• WHAT THE TASK REQUIRES: Please update the rows below by changing "hammock" to "blanket" and keeping everything else the same. Leave the pictures out of your answer.

• ENTRIES SHOWN:
-=-=-=-=-

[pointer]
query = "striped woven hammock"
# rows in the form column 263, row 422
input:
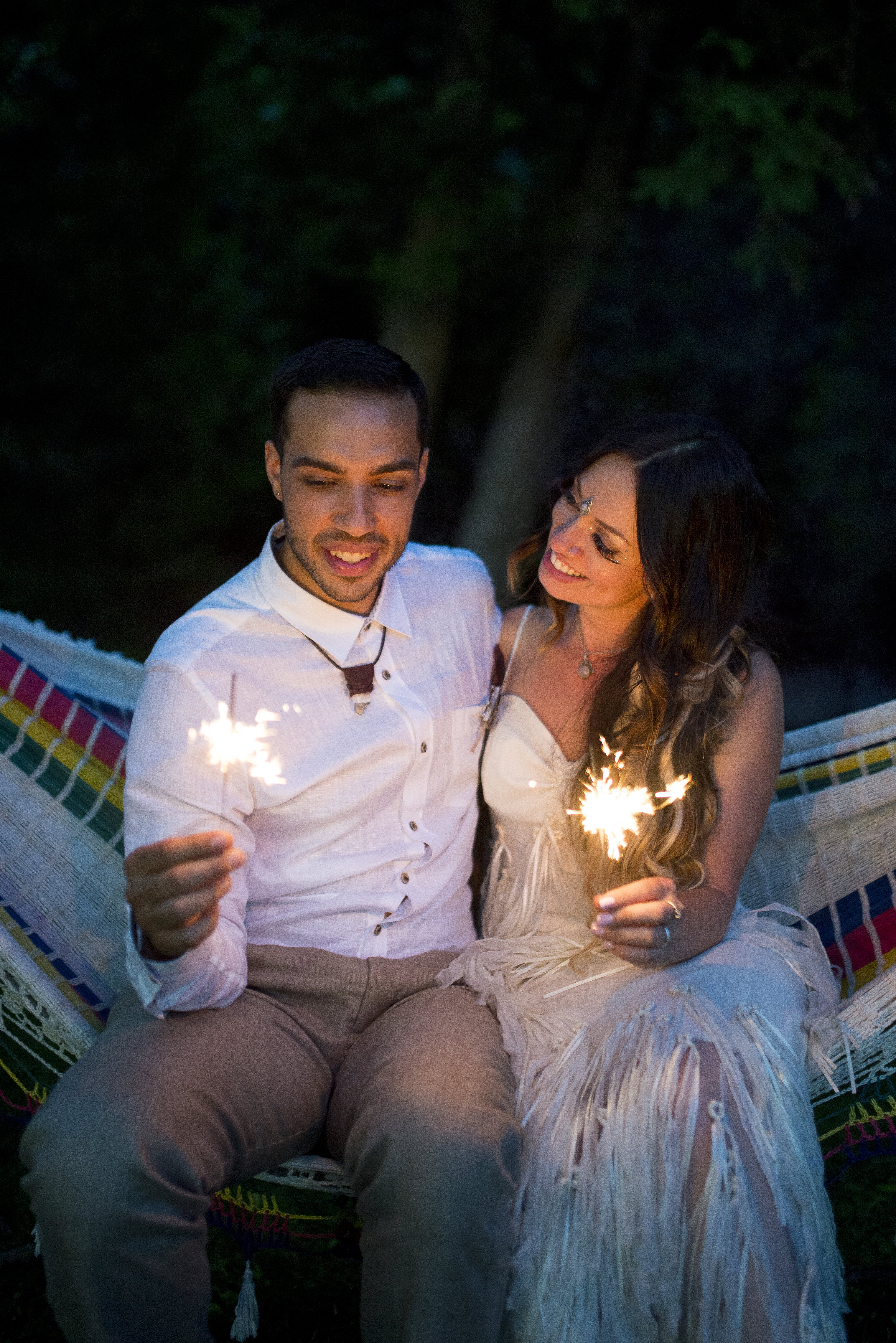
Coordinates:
column 828, row 851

-=-=-=-=-

• FINAL RESULT:
[pointer]
query = "striped woven blanket"
# rows in the form column 263, row 422
input:
Coordinates:
column 828, row 851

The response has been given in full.